--- Start PASSAGE GIVEN ---
P.S. All nonterminal symbols are grammatical productions. All grammatical productions reduce to one or more nonterminal and/or terminal symbols. Terminal symbols are language keywords.

Answer 4

There is no fixed keyword related to function definitions. With if/else/for/while/switch there is one such keyword that marks the beginning of the logic-control structure.

Even though context allows us humans to discern how come int some_name (some_expression) some_other_expressions; is a function - in programming practice (although doable unambiguously) it takes a lot of backtracking to make sure 3-4-6 symbols ahead in the token-stream nothing changes this from a function declaration to something else.

A programming language parser can be classified by it's approach to parsing, either it takes the current token in the token list and checks if the next token confirms "this is an if" or "this is a function" or it takes a maximum look-ahead tokens (2-3-6?) and confirms "this could be a function", "now that i see the 5th token this is surely a function" or it uses backtracking with a variable look-ahead approach that goes as far ahead in the token list as needed to make sure the construct we are studying is something not something else.

Answer 5

I'm not sure that they did "choose" this. Rather, the ability ommit curly braces for if, while, for, etc. emerges as a natural consequence of the way they specified the grammar. The grammer forbids it for functions probably because of the old-style function declarations.

Answer 6

If I were to speculate, I'd say that it's because a function normally contains more than one statement whereas an if or while statement often contains only one statement. Also, it proved to be long-sighted inasmuch as in C++ allowing the ommission of {} would lead to ambiguities in member functions. For example:

struct s
{
     void f() const int i; //does const refer to int i or the function?
}
--- End PASSAGE GIVEN ---
Rewrite the paragraph of the thread that begins "A programming language parser can be classified" as a brief list. The data after this point is separate from the thread.
--- Start MATERIAL SHOWN ---
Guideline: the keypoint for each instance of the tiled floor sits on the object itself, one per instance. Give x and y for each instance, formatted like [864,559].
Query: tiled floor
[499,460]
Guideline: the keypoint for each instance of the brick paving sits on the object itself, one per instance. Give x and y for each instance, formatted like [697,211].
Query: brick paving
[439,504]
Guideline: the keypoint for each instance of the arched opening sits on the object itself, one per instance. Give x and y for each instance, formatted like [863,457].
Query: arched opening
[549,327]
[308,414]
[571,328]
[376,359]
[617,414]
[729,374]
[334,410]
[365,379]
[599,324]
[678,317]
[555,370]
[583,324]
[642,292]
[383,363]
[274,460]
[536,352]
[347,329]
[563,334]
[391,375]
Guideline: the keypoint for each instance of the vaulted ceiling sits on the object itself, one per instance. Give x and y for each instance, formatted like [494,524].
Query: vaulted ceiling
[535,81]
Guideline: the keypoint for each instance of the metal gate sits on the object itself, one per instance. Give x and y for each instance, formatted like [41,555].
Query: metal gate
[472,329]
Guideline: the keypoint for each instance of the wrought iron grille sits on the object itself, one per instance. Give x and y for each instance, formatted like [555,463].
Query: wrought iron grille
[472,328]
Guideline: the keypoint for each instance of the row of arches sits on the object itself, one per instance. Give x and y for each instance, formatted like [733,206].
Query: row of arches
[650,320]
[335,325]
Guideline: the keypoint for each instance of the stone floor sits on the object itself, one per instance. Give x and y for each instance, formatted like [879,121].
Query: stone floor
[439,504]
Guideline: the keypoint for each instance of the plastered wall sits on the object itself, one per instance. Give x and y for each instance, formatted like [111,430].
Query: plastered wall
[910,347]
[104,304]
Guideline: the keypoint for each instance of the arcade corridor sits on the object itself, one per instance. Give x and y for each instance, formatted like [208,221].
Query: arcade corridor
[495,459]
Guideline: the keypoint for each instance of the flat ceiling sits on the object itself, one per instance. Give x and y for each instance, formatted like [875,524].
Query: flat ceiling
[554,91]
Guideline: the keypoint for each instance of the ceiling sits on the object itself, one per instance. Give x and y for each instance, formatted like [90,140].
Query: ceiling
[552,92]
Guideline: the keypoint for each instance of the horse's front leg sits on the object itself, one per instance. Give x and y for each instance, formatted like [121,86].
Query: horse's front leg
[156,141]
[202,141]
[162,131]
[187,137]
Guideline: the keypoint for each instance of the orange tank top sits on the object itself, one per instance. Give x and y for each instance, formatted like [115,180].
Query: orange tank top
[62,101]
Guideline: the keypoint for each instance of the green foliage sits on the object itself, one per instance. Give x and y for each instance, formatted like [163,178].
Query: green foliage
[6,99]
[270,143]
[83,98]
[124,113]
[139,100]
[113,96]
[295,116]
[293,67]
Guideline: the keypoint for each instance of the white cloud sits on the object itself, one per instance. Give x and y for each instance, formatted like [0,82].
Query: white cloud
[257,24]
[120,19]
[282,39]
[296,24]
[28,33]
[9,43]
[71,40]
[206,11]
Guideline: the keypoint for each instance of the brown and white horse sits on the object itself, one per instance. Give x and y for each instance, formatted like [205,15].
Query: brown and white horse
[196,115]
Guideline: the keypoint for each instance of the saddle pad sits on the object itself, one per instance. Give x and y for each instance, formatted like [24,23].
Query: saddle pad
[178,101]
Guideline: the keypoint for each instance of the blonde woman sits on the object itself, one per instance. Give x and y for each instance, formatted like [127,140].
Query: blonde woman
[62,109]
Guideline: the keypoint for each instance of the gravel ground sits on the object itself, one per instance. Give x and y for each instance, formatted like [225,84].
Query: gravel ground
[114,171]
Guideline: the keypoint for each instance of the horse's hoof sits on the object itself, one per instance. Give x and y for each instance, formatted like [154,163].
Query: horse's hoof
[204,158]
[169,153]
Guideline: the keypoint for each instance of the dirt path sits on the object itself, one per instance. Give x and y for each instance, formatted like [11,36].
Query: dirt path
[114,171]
--- End MATERIAL SHOWN ---
OUTPUT OF THE TASK =
A parser can be classified by how it parses:
- It checks the current token and whether the next token confirms the construct, such as "this is an if" or "this is a function."
- It uses a maximum look-ahead of a few tokens to decide that something could be a function, then that it surely is one.
- It backtracks with a variable look-ahead, reading as far ahead in the token list as needed to confirm what the construct is.